PROVIDED DATA:
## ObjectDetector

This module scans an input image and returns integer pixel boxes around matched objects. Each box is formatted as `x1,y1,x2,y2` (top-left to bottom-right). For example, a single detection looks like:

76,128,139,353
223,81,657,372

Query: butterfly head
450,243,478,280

WHAT THIS TASK INVOLVES:
Rewrite the material above as a JSON list of strings, with one string for each line and blank lines left out.

ANSWER TO THIS PROBLEM:
[
  "## ObjectDetector",
  "This module scans an input image and returns integer pixel boxes around matched objects. Each box is formatted as `x1,y1,x2,y2` (top-left to bottom-right). For example, a single detection looks like:",
  "76,128,139,353",
  "223,81,657,372",
  "Query: butterfly head",
  "450,243,478,280"
]